» **Task material**:
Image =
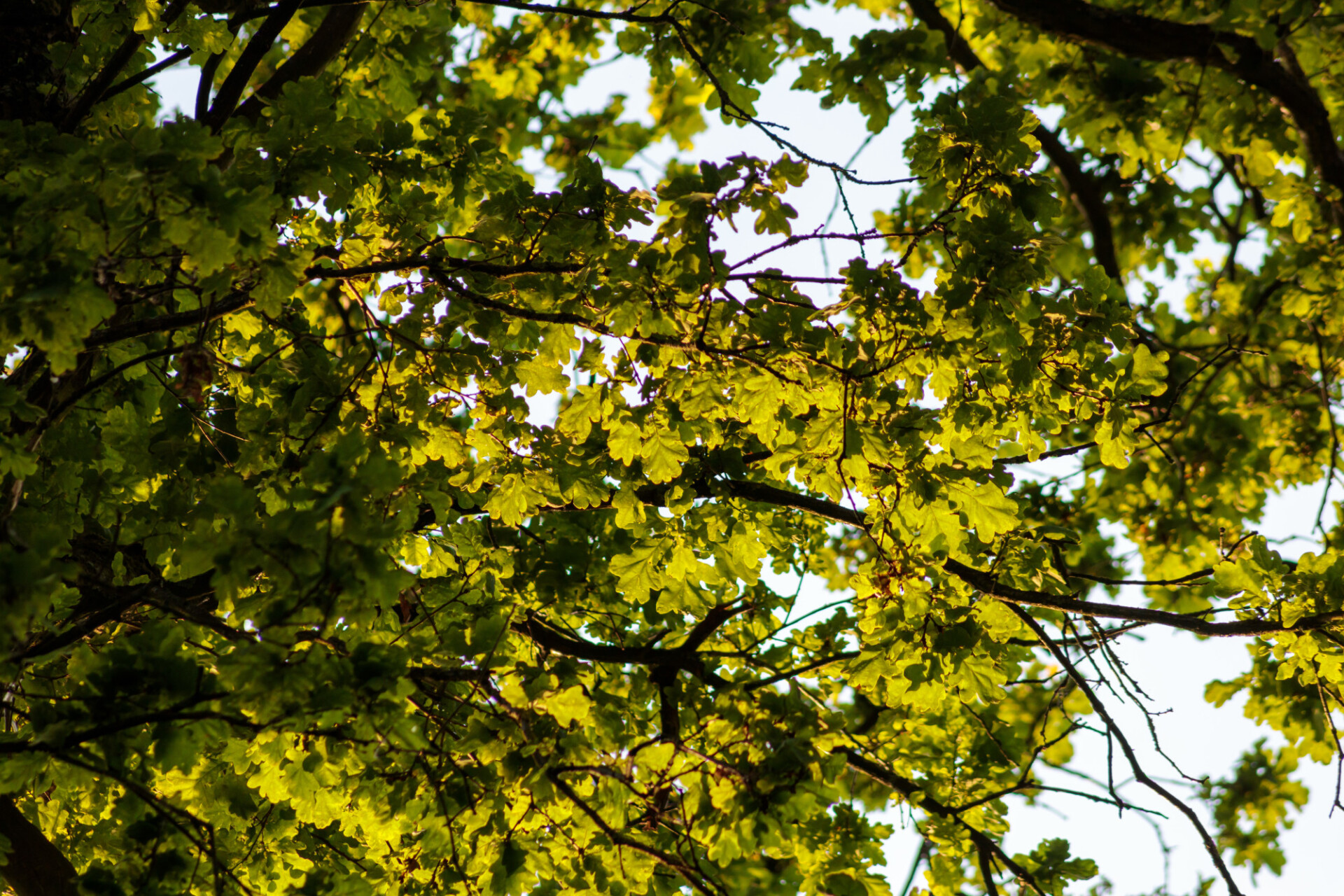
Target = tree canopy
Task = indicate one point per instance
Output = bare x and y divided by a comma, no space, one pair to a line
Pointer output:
302,594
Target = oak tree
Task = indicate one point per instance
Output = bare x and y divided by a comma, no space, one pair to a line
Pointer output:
300,593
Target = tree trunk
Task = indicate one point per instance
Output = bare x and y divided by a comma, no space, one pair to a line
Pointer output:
34,865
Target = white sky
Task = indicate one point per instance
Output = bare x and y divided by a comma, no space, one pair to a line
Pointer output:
1171,666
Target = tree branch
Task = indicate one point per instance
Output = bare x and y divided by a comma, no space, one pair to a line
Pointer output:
1082,186
617,839
337,27
97,86
227,305
1149,38
907,789
232,90
1140,776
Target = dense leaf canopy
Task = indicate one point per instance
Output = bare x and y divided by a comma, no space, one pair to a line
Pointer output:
302,590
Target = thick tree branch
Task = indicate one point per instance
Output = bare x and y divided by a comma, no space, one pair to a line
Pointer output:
319,272
97,86
335,31
617,839
1149,38
162,324
1082,186
232,90
984,846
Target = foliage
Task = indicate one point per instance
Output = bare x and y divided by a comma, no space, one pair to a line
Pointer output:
305,593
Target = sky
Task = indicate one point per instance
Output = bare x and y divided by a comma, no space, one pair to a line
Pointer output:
1171,666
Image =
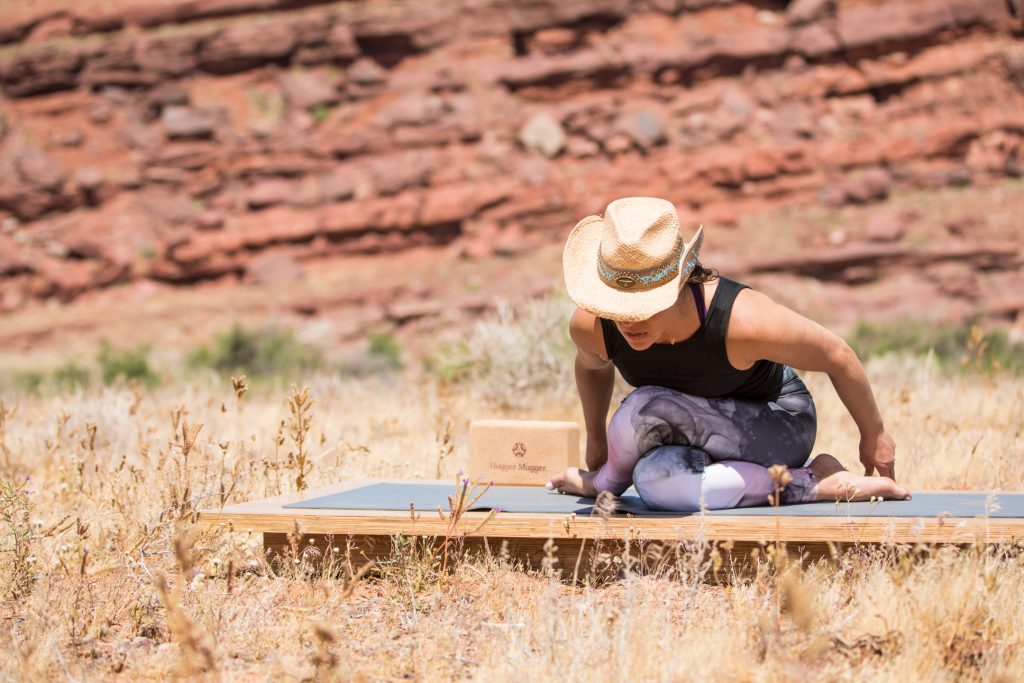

» **Goal**: Recast the entries above as a JSON list of strings, with one string for each line and no blank lines. Leave the pictures out of the list.

» **Output of the exercise**:
[
  "Image =",
  "Target = tree canopy",
  "Task = indicate one point per instance",
  "Output = bare x and y divided by a comma, no space, one pair to a line",
  "Pointer output:",
  "302,594",
  "Target = oak tree",
  "Task = indicate one point per instance",
  "Output = bare x and y divided by a comma, no space, one pair to a line",
  "Pointer output:",
  "300,593",
  "Target = tree trunk",
  "Task = indicate one point per instance",
  "Output = bare x and y divided by a comma, no space, one pair to a line",
  "Pointer output:",
  "34,865",
  "Target = white sky",
  "Task = indicate one point per instance",
  "Output = bare x and y divided by a comma, no space, one pair to a line",
  "Pointer output:",
  "1171,666",
  "Target = tree branch",
  "Task = indicate one point per instance",
  "Output = bare x and y divided by a comma, no space, one pair to a line",
  "Pointer output:",
  "1082,186",
  "617,839",
  "337,27",
  "97,86",
  "227,305",
  "1149,38",
  "907,789",
  "232,90",
  "1140,776",
  "Target = dense leaf canopy",
  "Task = indicate one point per instance",
  "Output = bare x and y divided by a comma, no space, one pair to a line",
  "Pointer output:",
  "302,590",
  "Target = thick tree branch",
  "Task = indicate one point per instance",
  "Output = bare x and y divided by a comma, no space, one pair to a line",
  "Pointer output:",
  "319,272",
  "97,86",
  "335,31",
  "617,839",
  "1149,38",
  "162,324",
  "1082,186",
  "232,90",
  "984,846",
  "Target = foliage",
  "Task = indicate one point per instance",
  "Output = bare x and y divided by a comma, no space, one pair to a line",
  "Pointer output:",
  "305,593",
  "Target = sky",
  "Task = indicate one point per instance",
  "Output = bare x and y divided by a comma, no space, one pair to a line",
  "Pointer output:",
  "1171,666",
  "Image ="
]